§ 与えられた記録:
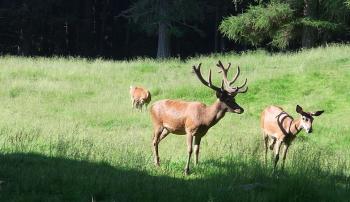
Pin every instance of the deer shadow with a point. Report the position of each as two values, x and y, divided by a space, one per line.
34 177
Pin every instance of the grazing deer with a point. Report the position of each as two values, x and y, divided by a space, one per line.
280 128
194 119
139 97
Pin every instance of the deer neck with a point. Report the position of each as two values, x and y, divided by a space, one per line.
295 126
214 113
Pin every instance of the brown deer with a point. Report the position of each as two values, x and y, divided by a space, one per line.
194 119
280 128
139 97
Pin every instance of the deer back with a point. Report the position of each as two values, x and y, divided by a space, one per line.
179 116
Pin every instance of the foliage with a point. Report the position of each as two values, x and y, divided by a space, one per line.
260 23
179 14
253 27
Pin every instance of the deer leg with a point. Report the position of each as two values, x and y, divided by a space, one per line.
132 103
165 133
155 142
285 150
189 138
197 142
272 143
266 142
277 151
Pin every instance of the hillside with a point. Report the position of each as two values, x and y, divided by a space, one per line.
68 133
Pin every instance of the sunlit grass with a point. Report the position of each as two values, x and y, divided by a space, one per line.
67 131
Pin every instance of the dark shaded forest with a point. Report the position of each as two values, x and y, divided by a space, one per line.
122 29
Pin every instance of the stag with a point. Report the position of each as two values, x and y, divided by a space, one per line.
280 128
194 119
139 97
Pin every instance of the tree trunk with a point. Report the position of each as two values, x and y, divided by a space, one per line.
309 33
163 50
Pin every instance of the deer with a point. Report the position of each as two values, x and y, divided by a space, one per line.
279 128
192 118
139 96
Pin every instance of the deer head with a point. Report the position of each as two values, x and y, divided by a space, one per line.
307 118
226 93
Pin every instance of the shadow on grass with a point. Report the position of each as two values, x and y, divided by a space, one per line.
33 177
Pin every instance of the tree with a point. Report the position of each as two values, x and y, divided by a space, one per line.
164 18
277 22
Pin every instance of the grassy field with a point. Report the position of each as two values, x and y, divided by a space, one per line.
67 131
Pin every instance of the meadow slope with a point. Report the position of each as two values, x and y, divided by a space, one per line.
67 131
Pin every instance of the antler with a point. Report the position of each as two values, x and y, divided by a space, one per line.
228 88
197 71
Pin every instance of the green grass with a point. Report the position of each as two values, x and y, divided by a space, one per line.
67 131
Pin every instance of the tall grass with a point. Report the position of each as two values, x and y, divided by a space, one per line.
67 131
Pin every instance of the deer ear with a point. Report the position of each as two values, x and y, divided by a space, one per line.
299 109
218 94
317 113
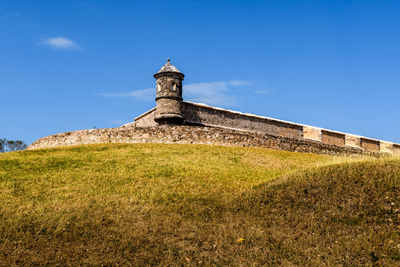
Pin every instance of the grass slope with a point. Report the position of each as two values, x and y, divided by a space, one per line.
158 204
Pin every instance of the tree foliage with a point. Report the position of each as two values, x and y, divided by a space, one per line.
11 145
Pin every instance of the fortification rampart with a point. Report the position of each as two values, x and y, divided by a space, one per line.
203 124
200 114
190 135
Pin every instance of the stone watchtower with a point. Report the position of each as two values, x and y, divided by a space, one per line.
169 95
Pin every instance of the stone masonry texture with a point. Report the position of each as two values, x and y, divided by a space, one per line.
190 135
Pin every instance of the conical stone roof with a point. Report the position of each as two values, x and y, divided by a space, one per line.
168 67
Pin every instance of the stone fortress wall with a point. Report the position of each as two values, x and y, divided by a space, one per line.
176 121
200 114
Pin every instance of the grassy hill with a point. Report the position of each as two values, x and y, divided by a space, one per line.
159 204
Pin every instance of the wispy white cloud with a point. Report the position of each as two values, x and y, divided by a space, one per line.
240 83
60 43
212 93
263 92
141 95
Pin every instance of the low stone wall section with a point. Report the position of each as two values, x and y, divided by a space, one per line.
190 135
370 144
209 116
333 138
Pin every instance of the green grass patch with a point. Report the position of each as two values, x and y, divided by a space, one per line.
160 204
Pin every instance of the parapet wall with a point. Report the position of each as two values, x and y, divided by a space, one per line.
200 114
190 135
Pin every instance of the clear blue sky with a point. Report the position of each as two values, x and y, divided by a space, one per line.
69 65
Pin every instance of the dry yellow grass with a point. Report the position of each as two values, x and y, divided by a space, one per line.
158 204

§ 短い課題: 「Pin every instance of the low」を含む行から記録の最後の行まで、両端も含めて、指示文ごとすべての行を書き直すこと。その際、回答の点の座標の数値だけを0.35倍し、小数点以下は0.5以上を切り上げて整数にすること。

§ 結果は以下:
Pin every instance of the low stone wall section with a point. Report the position of each as two values, x and y, divided by a space, one per line.
67 47
130 50
73 41
117 48
Pin every instance of the green grass patch with a point. Report the position of each as two values, x and y, divided by a space, one per line.
56 71
Pin every instance of the parapet wall with a point. Report the position of each as two values, x and y, divided by a space, one per line.
70 40
67 47
Pin every instance of the clear blue sky with a point. Report the position of each as two values, x and y, divided by a space, one per line.
24 23
Pin every instance of the dry yellow grass with a point. Report the position of each as two values, x and y, divided by a space, one per line.
55 71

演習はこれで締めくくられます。